* [Selected extract]:
· · · ·

Framley Parsonage by Anthony Trollope (good books to read for young adults TXT) 📕
Description
Framley Parsonage is the fourth novel in Trollope’s Chronicles of Barsetshire series. Originally a serial, it was first published as a book in 1861, and it has since been praised for its unsentimental depiction of the lives of middle-class people in the mid-Victorian era.
As with the other books in the series, Framley Parsonage is set in the fictious English county of Barsetshire, and deals with the doings of a variety of families and characters who live in the region, several of whom have appeared in the previous books; but it primarily concerns the young Reverend Mark Robarts.
Robarts has been appointed as vicar of the parish of Framley through the patronage of Lady Lufton of Framley Court, the mother of his long-time friend Ludovic, now Lord Lufton. After he and his wife Fanny take up residence in Framley Parsonage, Robarts is led into the society of some loose-living aristocrats through his friendship with Ludovic. Robarts eventually finds himself weakly consenting to his name being included on a bill for a loan to one of his new connections, Sowerby. By so doing, he becomes liable for debts he cannot possibly satisfy.

· · · ·

* [Dataset content]:
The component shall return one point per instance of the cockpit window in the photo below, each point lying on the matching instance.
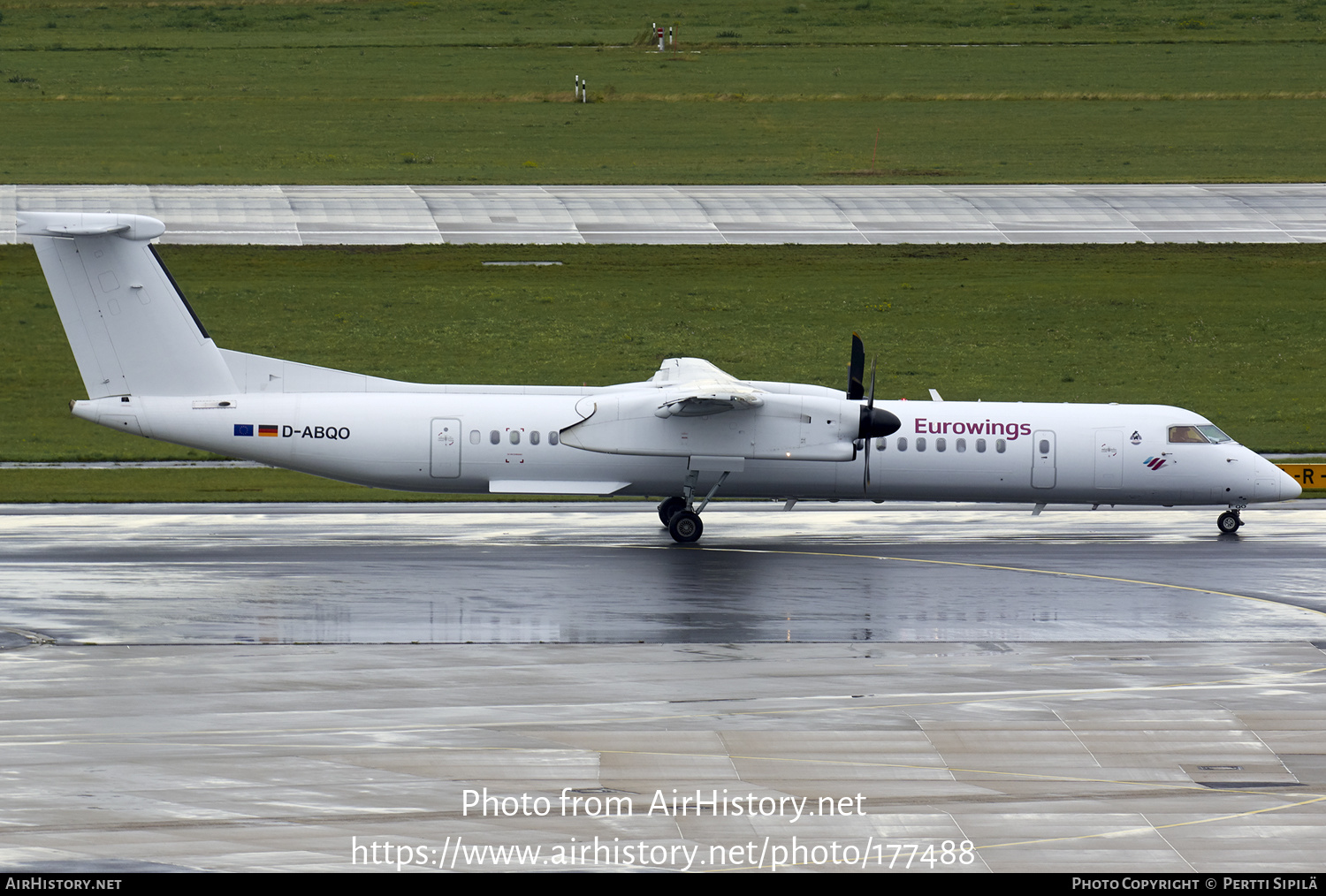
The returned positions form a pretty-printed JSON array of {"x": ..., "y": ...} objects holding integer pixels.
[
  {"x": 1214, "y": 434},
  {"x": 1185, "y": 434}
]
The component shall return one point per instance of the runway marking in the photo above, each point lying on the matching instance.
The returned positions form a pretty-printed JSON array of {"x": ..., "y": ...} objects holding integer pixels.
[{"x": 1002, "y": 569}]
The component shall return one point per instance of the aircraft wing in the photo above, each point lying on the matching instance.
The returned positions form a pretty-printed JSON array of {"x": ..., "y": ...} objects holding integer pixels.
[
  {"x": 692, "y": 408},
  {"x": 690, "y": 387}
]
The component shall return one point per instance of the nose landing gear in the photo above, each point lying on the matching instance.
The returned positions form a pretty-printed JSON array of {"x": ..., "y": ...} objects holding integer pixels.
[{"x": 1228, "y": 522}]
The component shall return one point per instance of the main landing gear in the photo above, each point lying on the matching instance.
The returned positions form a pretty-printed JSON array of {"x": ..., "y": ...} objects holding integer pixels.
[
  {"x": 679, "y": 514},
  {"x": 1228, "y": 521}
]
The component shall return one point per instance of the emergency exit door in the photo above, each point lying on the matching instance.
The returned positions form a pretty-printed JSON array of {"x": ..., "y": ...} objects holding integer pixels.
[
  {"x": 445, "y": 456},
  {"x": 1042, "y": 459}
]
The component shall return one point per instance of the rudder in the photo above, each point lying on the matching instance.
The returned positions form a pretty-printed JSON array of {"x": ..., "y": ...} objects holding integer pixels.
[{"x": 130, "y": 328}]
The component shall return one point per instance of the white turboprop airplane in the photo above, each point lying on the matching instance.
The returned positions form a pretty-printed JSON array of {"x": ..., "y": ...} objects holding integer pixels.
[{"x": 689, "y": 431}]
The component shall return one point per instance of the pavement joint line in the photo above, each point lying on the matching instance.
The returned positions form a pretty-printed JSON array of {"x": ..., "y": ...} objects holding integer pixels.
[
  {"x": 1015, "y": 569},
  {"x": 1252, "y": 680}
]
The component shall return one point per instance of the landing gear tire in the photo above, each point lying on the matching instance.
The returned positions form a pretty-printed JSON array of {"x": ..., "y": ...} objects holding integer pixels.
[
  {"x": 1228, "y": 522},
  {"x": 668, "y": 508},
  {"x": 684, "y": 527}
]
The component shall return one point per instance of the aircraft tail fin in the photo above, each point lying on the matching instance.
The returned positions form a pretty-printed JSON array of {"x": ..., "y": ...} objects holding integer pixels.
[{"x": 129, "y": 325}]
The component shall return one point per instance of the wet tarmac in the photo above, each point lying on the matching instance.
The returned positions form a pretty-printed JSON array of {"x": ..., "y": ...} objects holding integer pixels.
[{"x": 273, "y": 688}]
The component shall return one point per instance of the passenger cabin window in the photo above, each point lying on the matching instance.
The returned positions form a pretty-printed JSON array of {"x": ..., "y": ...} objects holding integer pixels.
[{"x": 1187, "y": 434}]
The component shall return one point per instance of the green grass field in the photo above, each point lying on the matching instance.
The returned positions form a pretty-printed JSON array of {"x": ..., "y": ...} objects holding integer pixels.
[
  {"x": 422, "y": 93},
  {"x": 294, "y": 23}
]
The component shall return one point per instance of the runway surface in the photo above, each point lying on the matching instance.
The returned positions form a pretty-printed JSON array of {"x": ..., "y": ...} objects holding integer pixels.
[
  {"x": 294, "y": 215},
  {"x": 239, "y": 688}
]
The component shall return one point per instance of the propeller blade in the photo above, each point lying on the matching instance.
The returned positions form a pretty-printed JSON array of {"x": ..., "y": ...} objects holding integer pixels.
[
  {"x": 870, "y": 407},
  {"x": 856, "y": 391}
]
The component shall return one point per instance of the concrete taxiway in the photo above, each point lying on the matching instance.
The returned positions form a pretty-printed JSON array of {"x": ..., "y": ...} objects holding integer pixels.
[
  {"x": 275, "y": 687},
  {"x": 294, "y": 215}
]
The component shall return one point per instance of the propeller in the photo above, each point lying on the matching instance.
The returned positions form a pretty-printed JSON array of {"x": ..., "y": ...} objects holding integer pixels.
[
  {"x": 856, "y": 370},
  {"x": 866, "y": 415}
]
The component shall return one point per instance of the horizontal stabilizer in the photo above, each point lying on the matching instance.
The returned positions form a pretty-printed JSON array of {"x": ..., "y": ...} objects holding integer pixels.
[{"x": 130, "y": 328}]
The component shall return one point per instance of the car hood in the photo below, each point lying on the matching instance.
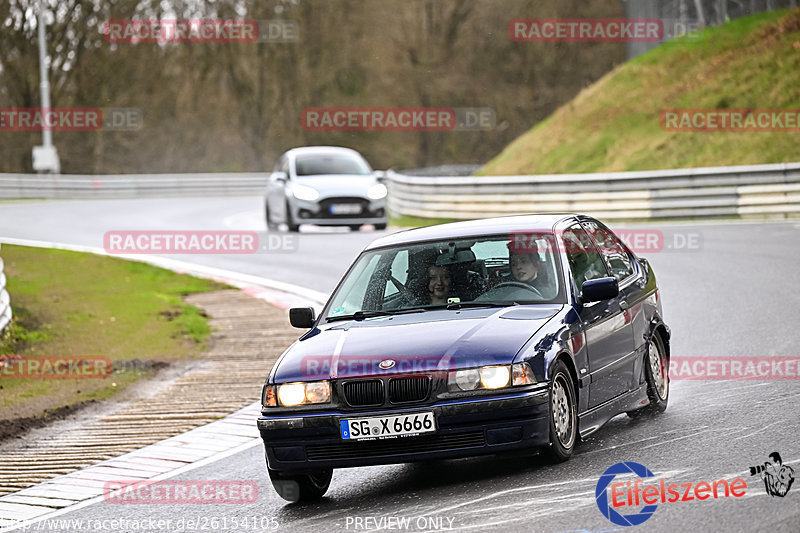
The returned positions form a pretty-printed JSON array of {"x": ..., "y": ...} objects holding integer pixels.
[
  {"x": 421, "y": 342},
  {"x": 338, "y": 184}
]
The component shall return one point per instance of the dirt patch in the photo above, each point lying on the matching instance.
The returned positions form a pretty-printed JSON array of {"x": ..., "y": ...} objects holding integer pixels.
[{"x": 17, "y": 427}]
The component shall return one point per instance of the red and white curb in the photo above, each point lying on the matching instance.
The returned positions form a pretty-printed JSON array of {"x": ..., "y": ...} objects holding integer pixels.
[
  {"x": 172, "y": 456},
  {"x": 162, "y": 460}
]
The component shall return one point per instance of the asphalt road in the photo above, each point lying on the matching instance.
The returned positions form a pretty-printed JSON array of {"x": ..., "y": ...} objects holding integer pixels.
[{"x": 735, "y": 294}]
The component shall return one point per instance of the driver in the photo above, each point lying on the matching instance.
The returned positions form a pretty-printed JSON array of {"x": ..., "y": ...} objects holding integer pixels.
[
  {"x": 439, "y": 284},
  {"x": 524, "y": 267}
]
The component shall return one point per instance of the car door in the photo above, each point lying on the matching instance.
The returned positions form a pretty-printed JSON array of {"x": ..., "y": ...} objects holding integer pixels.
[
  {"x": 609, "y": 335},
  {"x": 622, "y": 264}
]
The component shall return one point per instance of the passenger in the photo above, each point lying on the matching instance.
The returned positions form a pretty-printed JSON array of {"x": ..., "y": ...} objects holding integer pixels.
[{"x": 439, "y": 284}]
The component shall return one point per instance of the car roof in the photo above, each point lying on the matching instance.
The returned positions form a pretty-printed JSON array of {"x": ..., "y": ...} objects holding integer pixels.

· · · ·

* [Brief]: Write out the part of the Framley Parsonage description between "Framley Parsonage by" and "the mid-Victorian era.", inclusive. The rows are separate material and have nothing to do with the Framley Parsonage description.

* [Exercise output]:
Framley Parsonage by Anthony Trollope (good books to read for young adults TXT) 📕
Description
Framley Parsonage is the fourth novel in Trollope’s Chronicles of Barsetshire series. Originally a serial, it was first published as a book in 1861, and it has since been praised for its unsentimental depiction of the lives of middle-class people in the mid-Victorian era.